=== Dataset records ===
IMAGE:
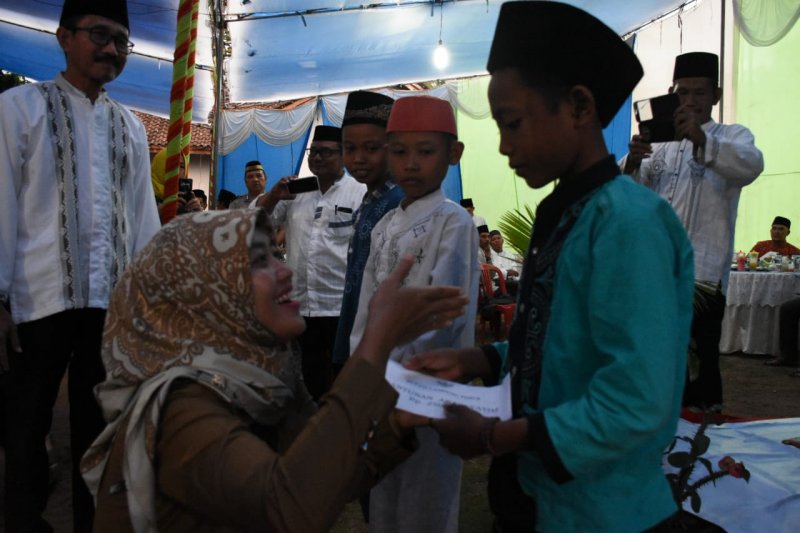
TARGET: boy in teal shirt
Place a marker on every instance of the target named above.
(597, 350)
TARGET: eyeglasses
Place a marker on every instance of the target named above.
(324, 153)
(101, 36)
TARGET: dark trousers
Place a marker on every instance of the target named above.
(706, 390)
(789, 318)
(316, 345)
(70, 339)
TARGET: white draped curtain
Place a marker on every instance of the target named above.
(280, 127)
(765, 22)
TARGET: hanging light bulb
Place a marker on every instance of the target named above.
(441, 56)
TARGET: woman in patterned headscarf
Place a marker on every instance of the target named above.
(210, 425)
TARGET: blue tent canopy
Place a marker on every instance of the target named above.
(291, 48)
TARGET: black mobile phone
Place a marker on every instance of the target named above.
(656, 117)
(185, 186)
(301, 185)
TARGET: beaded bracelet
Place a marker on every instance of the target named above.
(487, 435)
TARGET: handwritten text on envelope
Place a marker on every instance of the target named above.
(426, 396)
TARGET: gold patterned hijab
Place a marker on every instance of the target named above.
(184, 309)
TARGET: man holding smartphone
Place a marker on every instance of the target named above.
(254, 179)
(701, 174)
(318, 225)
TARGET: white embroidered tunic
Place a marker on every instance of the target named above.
(63, 241)
(441, 235)
(318, 230)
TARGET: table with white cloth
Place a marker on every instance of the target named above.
(752, 309)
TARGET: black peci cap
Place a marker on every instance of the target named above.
(569, 44)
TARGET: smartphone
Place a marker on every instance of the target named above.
(656, 117)
(301, 185)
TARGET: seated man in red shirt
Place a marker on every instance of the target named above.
(778, 244)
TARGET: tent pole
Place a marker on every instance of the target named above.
(178, 103)
(219, 104)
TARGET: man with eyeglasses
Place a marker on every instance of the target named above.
(318, 227)
(76, 204)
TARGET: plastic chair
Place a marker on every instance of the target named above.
(496, 307)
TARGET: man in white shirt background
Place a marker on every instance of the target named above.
(318, 227)
(76, 204)
(701, 174)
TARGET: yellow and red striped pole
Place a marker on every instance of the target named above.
(179, 133)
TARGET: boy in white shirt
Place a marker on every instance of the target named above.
(422, 494)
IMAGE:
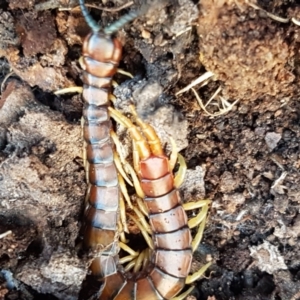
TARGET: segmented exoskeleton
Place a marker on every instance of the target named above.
(101, 56)
(170, 262)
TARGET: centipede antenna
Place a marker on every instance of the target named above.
(88, 18)
(121, 22)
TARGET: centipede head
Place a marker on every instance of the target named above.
(101, 47)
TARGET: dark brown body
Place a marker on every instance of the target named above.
(171, 259)
(101, 56)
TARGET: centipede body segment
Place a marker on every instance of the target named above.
(170, 262)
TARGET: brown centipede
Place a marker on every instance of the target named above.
(101, 56)
(165, 274)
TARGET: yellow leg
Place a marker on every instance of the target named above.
(150, 134)
(128, 249)
(142, 206)
(123, 214)
(80, 61)
(179, 178)
(174, 154)
(193, 222)
(184, 295)
(130, 265)
(120, 168)
(124, 190)
(118, 146)
(73, 89)
(199, 219)
(124, 73)
(139, 262)
(192, 278)
(135, 158)
(114, 84)
(141, 143)
(136, 182)
(143, 221)
(112, 98)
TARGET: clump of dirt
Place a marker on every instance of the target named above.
(247, 161)
(249, 52)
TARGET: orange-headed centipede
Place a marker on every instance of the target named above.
(169, 266)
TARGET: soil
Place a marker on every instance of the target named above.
(244, 157)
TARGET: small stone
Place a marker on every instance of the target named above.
(272, 139)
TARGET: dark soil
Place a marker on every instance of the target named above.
(246, 160)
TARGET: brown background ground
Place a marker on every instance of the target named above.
(249, 157)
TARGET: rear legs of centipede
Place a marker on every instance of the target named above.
(146, 144)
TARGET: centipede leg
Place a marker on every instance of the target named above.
(197, 275)
(72, 89)
(120, 71)
(199, 219)
(179, 178)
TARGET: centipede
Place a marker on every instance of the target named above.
(170, 257)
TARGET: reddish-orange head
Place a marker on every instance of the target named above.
(102, 48)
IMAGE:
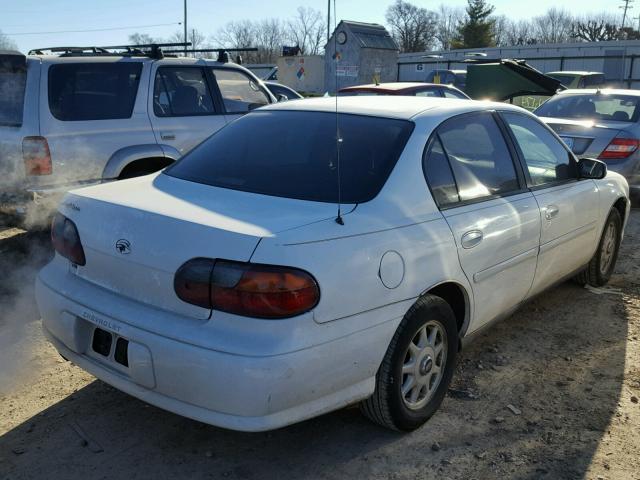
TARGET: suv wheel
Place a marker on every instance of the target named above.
(417, 368)
(599, 270)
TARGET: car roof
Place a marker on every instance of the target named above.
(404, 108)
(593, 91)
(392, 86)
(573, 72)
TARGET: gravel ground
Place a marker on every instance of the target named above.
(550, 393)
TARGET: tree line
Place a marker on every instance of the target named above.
(414, 28)
(417, 29)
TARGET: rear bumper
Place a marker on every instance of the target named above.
(235, 391)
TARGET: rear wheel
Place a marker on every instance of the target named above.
(417, 368)
(599, 270)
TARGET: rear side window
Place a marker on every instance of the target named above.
(293, 154)
(239, 92)
(480, 160)
(93, 91)
(13, 79)
(546, 158)
(180, 92)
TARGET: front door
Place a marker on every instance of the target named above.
(494, 219)
(568, 206)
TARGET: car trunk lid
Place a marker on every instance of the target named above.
(586, 138)
(137, 233)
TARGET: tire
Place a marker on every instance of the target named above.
(389, 406)
(600, 267)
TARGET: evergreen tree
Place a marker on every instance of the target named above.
(476, 31)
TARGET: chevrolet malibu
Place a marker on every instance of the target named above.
(301, 260)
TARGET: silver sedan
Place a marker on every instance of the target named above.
(603, 124)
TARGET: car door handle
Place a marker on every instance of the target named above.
(551, 212)
(471, 238)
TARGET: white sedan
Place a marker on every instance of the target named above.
(299, 261)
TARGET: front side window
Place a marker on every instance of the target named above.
(592, 106)
(479, 157)
(93, 91)
(546, 158)
(240, 93)
(181, 91)
(293, 154)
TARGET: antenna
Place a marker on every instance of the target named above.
(339, 219)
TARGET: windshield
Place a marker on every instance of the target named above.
(597, 106)
(293, 154)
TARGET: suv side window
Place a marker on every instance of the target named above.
(239, 92)
(548, 161)
(479, 157)
(181, 91)
(93, 91)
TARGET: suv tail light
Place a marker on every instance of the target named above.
(247, 289)
(620, 148)
(65, 239)
(36, 156)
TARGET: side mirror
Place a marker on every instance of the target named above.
(591, 168)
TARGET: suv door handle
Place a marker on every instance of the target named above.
(471, 238)
(551, 211)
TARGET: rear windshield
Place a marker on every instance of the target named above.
(293, 154)
(93, 91)
(599, 106)
(12, 85)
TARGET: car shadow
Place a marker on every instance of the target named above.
(559, 362)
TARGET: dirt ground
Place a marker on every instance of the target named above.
(551, 393)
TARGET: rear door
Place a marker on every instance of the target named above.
(494, 219)
(239, 92)
(183, 108)
(568, 206)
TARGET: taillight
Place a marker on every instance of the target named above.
(65, 239)
(247, 289)
(620, 148)
(36, 156)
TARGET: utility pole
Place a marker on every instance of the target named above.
(328, 20)
(625, 7)
(185, 27)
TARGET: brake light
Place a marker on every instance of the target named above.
(247, 289)
(66, 240)
(620, 148)
(36, 156)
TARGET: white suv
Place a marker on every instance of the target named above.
(80, 116)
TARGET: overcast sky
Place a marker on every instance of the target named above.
(28, 16)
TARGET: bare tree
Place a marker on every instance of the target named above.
(142, 39)
(447, 25)
(269, 40)
(413, 28)
(553, 27)
(6, 43)
(306, 30)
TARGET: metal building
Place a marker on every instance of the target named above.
(359, 53)
(616, 59)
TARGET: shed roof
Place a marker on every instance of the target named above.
(370, 35)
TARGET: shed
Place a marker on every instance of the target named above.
(359, 53)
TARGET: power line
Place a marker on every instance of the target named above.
(92, 29)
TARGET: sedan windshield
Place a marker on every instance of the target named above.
(596, 106)
(293, 154)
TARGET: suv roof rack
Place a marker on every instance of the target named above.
(151, 50)
(223, 53)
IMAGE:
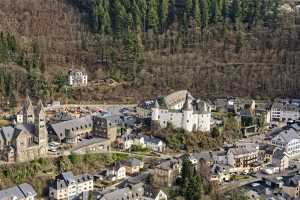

=== Aim of the exercise ===
Set every entry down again word for word, but not the pictures.

=== Your solution ===
IMAGE:
TARGET: boy in teal shirt
Place a marker on every instance of the target named above.
(597, 350)
TARGET: eyeglasses
Place a marker on every instance of the target named above.
(324, 153)
(101, 36)
TARGET: dark trousers
Place a marker on every instance of the target named above.
(706, 390)
(789, 318)
(316, 345)
(70, 339)
TARGET: white draped curtain
Place a marker on every instance of the target named above.
(280, 127)
(765, 22)
TARGET: hanging light bulb
Place a marker on every instance of the target named above.
(441, 56)
TARGET: woman in patterned headscarf
Place a marker on every instance of the target named above.
(210, 425)
TARGET: blue tent canopy
Place a marker on every instance of the target named above.
(291, 48)
TARGET: black mobile phone
Place a marker on every instance of the target named above.
(656, 117)
(185, 186)
(301, 185)
TARGET: beaded bracelet
Place a marker on every instance of the target named above.
(487, 435)
TARGET: handwritten text on envelope
Place a marker on every instance of the target named above.
(426, 396)
TARGET: gold patterned hijab
Place a marker on every instance of the target named above.
(184, 309)
TARGET: man holding smartphone
Place a marker on every instance of the target named above.
(254, 179)
(701, 174)
(318, 225)
TARGET: white embroidered tunic
Place a marker on every instance of the target named above.
(63, 241)
(441, 235)
(318, 230)
TARGET: table with white cloth
Place a marker on every instance of the target named above.
(752, 309)
TARGET: black peci cap
Place a marker on every instance of the target named above.
(569, 44)
TARGET: smartphone
Place a marker on every instance of the target named above.
(656, 117)
(301, 185)
TARGET: seated man in red shirt
Place a marker on every instance of the target named above.
(778, 244)
TARGET: tent pole
Place a marker on every instance of the target named above.
(178, 103)
(219, 104)
TARGET: man with eyeglasses
Place a marker on every instance of the target named above.
(318, 227)
(76, 204)
TARGET: plastic chair
Place a marker on every instance of the target named above.
(496, 307)
TARGET: man in white shirt background
Place a marker on every instance of the target named above.
(318, 227)
(76, 204)
(701, 174)
TARGET: yellow and red striped pole
Place a marker on every instance of the target named above.
(179, 133)
TARGET: boy in white shirt
Place a marker on every instance of the target named above.
(422, 494)
IMAGE:
TARGET: segmented exoskeleton
Place a marker on every instance of the target named above.
(101, 56)
(170, 262)
TARGET: centipede antenna
Place a marker on every instance of the target named above.
(88, 18)
(121, 22)
TARGET: centipede head
Place a marker on every instance of the target named above.
(101, 47)
TARGET: dark brown body
Place a marker on every instance of the target named above.
(171, 259)
(101, 56)
TARGET: centipede body segment
Place a marker on every instance of the target named above.
(170, 262)
TARGET: brown centipede
Place a marker on every instance of the target named above.
(101, 56)
(165, 274)
TARGET: yellow leg
Place a marker on every instance of the target named above.
(150, 134)
(128, 249)
(142, 206)
(123, 214)
(80, 61)
(179, 178)
(174, 154)
(193, 222)
(184, 295)
(130, 265)
(120, 168)
(124, 190)
(118, 146)
(73, 89)
(199, 219)
(124, 73)
(139, 262)
(192, 278)
(135, 158)
(114, 84)
(141, 143)
(136, 182)
(143, 221)
(112, 98)
TARGET: clump of dirt
Place a marker on every instance of the target named above.
(247, 161)
(249, 52)
TARGET: orange-headed centipede
Place a marker on every instance of the target named above.
(169, 266)
TARGET: soil
Place a marker on every instance of the target named above.
(244, 157)
TARGET: small stone
Place a marker on every instance of the target named above.
(272, 139)
TARGET: dark soil
Place a marker on every instance of the target named above.
(246, 160)
TARGET: brown background ground
Place a marker on every instance of the target named above.
(249, 157)
TARGET: rear legs of centipede
Place a marker on every instance of the target named above.
(146, 144)
TARGET: centipede leg
Place a marker on every instance of the target named above.
(197, 275)
(72, 89)
(120, 71)
(199, 219)
(179, 178)
TARGET: centipede
Place a marker on every instance of the target named above.
(170, 257)
TARGET: reddish-orange head
Place a marker on every instance of the target named above.
(102, 48)
IMAGE:
TARGET: suv wheel
Place a marker on every instance of the target named above.
(417, 368)
(599, 270)
TARGET: car roof
Place a marker on every instance of the target named above.
(404, 108)
(593, 91)
(392, 86)
(573, 72)
TARGET: gravel ground
Place a marker on every instance of the target named above.
(550, 393)
TARGET: tree line
Place a marker on every instance of the target named above.
(414, 28)
(417, 29)
TARGET: rear bumper
Place a marker on every instance of the target named above.
(235, 391)
TARGET: rear wheel
Place a marker on every instance of the target named above.
(417, 368)
(599, 270)
TARGET: rear side window
Place a marker on every instance of the target named above.
(293, 154)
(239, 92)
(480, 160)
(93, 91)
(13, 79)
(546, 158)
(180, 92)
TARGET: front door
Place a marker on every instance of the target named above.
(494, 219)
(568, 206)
TARGET: car trunk lid
Place a marker on every instance of the target named above.
(586, 138)
(137, 233)
TARGET: tire
Place a marker on every instance of the target named above.
(389, 406)
(600, 267)
TARGET: evergreen tree
Place a marker on every instance of the target named above.
(476, 31)
TARGET: chevrolet malibu
Place a marker on every instance of the target named above.
(301, 260)
TARGET: silver sedan
Place a marker on every instance of the target named above.
(603, 124)
TARGET: car door handle
Place a marker on every instance of the target named above.
(551, 212)
(471, 238)
TARGET: white sedan
Place a marker on every instance of the target named above.
(299, 261)
TARGET: front side window
Place a marker on every instance of the target named above.
(592, 106)
(479, 157)
(93, 91)
(546, 158)
(240, 93)
(181, 91)
(293, 154)
TARGET: antenna
Place a marker on every instance of the target named above.
(339, 219)
TARGET: windshield
Place a marker on every instance of the target named above.
(597, 106)
(293, 154)
TARGET: suv side window
Place a marker on every instance of the target named above.
(239, 92)
(548, 161)
(479, 157)
(181, 91)
(93, 91)
TARGET: suv tail light
Place a marker on every instance of the target named above.
(247, 289)
(620, 148)
(65, 239)
(36, 156)
TARGET: side mirror
Place a marker on every instance of the target named above.
(591, 168)
TARGET: suv door handle
Place a marker on every instance of the target named above.
(471, 238)
(551, 211)
TARGET: rear windshield
Place a marker on every instance of the target named above.
(293, 154)
(93, 91)
(599, 106)
(12, 85)
TARGET: car shadow
Place a marker on every instance of the target named above.
(559, 362)
TARGET: dirt ground
Place a marker on every instance of the target named above.
(551, 393)
TARGET: rear door
Place a marker on every instance of the target named above.
(494, 219)
(239, 92)
(183, 108)
(568, 206)
TARGET: taillight
Place a marker on every instance of the target named above.
(65, 239)
(247, 289)
(620, 148)
(36, 156)
TARGET: utility pole
Place a marker on every instance of the target named above.
(328, 20)
(625, 7)
(185, 27)
TARGET: brake light
Place a marker on every instance of the target named above.
(247, 289)
(66, 240)
(620, 148)
(36, 156)
TARGET: white suv
Place a marker on every instance of the target named above.
(80, 116)
TARGET: overcast sky
Place a marker on every instance of the target named above.
(28, 16)
TARGET: bare tree
Place a marker on every instance of the target named above.
(142, 39)
(447, 25)
(269, 40)
(413, 28)
(553, 27)
(6, 43)
(306, 30)
TARGET: metal building
Place a marker on every instance of the target named above.
(359, 53)
(616, 59)
TARGET: shed roof
Place a marker on every instance of the target named above.
(370, 35)
TARGET: shed
Place a marker on every instance of the target named above.
(359, 53)
TARGET: power line
Place a marker on every instance of the target named above.
(92, 29)
TARGET: sedan windshield
Place a marker on every instance of the target named above.
(596, 106)
(293, 154)
TARGET: suv roof rack
Place a marker on every instance of the target named above.
(151, 50)
(223, 53)
IMAGE:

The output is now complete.